Work required -
Every line in the records below that holds "glass" must be identified and copied.

The records -

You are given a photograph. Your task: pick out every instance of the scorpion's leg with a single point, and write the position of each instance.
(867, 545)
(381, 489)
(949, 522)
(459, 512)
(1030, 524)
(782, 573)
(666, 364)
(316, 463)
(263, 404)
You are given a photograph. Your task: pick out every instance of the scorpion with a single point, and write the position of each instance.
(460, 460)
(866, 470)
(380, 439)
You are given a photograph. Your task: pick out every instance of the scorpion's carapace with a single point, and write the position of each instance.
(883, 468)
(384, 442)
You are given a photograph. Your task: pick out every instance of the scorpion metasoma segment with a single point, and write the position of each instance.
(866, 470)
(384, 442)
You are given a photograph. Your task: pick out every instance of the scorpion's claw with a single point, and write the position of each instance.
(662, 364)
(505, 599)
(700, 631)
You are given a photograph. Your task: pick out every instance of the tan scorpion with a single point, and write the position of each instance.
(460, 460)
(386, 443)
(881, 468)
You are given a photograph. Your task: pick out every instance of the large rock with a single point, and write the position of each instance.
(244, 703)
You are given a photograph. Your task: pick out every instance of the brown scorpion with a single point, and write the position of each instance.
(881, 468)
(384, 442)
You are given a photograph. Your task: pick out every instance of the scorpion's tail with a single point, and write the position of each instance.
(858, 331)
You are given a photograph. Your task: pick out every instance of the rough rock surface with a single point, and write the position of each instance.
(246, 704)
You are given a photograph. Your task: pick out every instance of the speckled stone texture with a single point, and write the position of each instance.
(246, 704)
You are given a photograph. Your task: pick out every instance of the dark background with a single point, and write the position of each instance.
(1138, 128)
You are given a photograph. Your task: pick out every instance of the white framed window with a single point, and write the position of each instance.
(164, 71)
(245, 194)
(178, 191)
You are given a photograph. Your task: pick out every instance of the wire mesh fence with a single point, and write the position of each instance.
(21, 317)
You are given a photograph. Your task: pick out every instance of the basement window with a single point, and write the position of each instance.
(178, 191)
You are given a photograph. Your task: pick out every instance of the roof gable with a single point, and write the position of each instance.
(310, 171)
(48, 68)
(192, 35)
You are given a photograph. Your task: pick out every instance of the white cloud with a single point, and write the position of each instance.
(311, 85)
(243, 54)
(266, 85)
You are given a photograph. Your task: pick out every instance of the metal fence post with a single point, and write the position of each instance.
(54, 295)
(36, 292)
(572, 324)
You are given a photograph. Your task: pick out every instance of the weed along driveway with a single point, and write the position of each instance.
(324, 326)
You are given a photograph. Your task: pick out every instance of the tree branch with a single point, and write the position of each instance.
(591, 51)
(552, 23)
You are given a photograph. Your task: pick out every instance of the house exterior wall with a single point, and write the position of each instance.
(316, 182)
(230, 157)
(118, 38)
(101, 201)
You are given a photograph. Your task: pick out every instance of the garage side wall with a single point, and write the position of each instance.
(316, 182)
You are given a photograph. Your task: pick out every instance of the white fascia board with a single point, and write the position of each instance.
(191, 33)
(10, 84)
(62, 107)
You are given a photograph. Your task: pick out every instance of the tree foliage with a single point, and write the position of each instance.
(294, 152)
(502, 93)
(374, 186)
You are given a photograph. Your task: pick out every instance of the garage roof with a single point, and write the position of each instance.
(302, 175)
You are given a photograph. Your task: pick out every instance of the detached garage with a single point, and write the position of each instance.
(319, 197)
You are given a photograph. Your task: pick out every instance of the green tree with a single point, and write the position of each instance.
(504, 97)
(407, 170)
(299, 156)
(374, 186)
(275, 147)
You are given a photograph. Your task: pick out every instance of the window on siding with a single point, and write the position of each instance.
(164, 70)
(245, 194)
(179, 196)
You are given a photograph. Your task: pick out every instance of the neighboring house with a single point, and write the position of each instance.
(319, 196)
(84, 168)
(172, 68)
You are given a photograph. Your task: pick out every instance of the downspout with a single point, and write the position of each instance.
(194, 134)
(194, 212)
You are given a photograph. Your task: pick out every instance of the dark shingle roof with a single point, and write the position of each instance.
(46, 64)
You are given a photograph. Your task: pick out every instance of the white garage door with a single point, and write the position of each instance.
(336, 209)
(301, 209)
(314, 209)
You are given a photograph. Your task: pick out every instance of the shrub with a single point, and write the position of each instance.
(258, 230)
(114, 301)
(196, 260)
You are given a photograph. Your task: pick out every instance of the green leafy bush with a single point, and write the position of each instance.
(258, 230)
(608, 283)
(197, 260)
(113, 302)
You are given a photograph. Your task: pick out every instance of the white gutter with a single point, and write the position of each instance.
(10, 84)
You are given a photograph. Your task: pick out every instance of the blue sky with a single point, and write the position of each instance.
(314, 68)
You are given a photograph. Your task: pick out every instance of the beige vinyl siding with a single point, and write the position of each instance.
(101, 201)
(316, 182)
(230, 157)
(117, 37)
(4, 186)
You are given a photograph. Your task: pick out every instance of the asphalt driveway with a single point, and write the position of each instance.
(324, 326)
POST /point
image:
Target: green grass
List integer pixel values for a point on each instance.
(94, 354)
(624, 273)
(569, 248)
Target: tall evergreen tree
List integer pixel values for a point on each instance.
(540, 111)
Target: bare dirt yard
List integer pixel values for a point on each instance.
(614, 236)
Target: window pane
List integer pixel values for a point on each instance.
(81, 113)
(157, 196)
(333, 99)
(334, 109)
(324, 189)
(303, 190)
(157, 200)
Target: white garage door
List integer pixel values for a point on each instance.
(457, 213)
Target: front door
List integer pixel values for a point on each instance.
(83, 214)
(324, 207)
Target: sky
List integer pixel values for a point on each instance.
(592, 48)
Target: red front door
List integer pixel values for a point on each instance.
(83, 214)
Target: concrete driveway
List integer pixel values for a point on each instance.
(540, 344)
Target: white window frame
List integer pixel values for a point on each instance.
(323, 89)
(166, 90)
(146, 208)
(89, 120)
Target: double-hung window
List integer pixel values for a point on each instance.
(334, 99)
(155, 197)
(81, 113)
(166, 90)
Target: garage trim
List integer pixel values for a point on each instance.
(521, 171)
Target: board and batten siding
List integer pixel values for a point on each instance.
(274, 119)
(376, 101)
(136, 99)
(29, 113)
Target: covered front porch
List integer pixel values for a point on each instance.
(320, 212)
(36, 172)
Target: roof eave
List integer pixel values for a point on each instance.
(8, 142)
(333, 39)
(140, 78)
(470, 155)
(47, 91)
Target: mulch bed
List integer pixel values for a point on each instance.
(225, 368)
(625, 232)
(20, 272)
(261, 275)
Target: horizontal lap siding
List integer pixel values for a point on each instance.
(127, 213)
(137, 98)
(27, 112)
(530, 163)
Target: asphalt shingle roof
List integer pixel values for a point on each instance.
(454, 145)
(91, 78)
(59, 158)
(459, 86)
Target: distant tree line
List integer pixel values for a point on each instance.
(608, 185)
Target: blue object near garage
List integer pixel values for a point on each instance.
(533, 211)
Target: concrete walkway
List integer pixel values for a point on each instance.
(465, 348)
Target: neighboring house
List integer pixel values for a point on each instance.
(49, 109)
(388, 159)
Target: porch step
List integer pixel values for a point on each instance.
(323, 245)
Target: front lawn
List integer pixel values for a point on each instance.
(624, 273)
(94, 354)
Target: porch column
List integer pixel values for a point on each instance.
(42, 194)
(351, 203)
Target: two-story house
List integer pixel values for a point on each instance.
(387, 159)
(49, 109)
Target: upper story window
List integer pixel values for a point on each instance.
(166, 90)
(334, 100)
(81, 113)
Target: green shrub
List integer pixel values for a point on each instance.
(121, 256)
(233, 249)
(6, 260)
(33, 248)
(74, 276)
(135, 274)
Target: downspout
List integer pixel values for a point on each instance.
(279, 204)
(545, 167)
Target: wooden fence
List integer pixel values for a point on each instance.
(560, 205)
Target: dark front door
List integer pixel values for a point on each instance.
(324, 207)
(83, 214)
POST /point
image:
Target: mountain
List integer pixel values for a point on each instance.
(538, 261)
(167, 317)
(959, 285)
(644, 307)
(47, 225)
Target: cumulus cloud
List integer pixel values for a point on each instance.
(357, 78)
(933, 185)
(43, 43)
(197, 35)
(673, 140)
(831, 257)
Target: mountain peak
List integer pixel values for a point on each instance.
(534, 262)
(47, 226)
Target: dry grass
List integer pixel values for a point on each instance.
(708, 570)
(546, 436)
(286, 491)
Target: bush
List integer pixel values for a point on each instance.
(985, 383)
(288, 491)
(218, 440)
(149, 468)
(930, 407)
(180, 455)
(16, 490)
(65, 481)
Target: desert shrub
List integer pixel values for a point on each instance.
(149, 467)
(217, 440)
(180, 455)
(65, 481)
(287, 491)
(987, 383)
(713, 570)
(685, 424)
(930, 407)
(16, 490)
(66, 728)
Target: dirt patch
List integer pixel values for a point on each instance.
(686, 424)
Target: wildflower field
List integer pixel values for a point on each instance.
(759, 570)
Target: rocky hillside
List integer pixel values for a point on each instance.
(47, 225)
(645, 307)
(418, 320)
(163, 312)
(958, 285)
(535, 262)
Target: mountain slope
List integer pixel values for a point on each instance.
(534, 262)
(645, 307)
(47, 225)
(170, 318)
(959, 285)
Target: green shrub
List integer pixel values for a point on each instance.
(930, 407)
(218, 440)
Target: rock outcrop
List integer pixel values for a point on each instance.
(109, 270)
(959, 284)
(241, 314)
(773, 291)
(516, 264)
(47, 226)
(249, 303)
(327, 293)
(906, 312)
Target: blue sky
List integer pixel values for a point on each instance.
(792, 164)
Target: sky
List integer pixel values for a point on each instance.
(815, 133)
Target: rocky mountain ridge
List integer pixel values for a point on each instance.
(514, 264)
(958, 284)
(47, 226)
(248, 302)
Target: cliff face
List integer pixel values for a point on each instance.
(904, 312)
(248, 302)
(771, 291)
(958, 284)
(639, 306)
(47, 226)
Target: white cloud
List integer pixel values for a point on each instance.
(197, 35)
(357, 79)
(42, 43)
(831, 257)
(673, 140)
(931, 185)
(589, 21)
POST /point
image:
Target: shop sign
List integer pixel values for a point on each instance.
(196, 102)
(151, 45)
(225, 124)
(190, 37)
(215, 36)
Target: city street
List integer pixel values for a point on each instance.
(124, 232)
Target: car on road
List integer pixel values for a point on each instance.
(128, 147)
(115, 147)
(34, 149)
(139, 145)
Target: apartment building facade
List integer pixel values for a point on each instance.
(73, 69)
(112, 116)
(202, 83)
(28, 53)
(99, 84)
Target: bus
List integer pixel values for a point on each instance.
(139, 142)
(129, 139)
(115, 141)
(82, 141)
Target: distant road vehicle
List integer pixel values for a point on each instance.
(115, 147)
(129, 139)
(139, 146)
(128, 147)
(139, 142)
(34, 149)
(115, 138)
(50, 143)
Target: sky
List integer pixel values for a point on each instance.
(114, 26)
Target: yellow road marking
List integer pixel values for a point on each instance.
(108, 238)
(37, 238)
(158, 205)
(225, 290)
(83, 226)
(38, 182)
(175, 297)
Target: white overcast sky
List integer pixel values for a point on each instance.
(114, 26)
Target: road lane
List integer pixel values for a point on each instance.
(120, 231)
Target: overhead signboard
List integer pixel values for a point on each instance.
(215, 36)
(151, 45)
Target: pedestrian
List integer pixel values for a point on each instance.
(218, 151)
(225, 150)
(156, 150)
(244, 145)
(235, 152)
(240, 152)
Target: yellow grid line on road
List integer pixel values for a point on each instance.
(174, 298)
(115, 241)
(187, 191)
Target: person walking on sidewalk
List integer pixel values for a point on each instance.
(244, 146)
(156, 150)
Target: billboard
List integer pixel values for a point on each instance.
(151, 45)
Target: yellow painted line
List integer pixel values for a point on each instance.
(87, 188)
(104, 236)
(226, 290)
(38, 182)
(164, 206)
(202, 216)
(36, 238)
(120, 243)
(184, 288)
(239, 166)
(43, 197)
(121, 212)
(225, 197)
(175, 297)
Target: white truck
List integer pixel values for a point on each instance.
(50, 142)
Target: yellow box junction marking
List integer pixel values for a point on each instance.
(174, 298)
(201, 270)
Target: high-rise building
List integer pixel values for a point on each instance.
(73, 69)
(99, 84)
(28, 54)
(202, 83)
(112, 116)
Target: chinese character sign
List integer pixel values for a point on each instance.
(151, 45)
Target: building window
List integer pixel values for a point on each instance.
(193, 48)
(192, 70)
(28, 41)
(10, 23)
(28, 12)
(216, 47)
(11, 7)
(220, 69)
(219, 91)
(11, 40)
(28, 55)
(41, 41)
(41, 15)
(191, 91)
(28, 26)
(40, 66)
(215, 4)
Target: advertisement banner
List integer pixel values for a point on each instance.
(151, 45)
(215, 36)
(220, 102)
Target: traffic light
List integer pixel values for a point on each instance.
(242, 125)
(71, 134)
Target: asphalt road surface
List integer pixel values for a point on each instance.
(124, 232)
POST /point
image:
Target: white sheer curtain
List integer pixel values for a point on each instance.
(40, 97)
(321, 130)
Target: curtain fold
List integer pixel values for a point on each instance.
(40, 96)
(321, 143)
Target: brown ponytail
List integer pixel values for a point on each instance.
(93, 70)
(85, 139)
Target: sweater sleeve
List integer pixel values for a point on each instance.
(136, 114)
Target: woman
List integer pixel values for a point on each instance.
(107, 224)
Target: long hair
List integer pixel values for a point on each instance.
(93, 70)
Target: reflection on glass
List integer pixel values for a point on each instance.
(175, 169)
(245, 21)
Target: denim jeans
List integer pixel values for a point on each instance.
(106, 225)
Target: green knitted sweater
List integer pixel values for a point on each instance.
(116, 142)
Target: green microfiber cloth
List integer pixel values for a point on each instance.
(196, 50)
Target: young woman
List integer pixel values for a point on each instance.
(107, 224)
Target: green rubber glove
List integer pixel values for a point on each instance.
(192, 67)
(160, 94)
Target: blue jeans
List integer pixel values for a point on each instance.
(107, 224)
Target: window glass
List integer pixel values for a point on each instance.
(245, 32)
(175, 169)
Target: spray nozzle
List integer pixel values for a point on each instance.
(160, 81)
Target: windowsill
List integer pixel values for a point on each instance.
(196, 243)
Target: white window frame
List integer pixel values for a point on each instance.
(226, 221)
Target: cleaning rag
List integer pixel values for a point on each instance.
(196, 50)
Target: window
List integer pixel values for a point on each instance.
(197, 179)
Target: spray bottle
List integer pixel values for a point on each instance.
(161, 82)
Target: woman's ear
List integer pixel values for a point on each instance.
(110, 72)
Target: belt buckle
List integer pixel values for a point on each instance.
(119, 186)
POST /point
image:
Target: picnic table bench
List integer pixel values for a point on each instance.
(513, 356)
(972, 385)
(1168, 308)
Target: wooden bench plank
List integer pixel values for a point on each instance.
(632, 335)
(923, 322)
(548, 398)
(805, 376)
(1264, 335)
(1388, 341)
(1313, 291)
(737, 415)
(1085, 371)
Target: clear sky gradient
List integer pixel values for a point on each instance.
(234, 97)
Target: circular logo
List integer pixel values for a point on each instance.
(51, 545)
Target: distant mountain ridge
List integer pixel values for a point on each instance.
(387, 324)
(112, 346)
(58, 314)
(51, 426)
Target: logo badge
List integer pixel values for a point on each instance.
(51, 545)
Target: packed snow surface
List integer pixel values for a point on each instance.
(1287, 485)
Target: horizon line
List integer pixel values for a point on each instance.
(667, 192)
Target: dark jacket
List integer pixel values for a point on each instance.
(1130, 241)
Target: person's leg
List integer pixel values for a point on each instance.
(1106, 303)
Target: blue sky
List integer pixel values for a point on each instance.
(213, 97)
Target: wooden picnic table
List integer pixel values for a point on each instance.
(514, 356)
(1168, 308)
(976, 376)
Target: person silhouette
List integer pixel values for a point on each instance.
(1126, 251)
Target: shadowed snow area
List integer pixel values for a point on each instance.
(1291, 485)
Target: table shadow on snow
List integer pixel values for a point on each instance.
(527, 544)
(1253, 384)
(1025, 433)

Response -
Target: reflection on glass
Target: window glass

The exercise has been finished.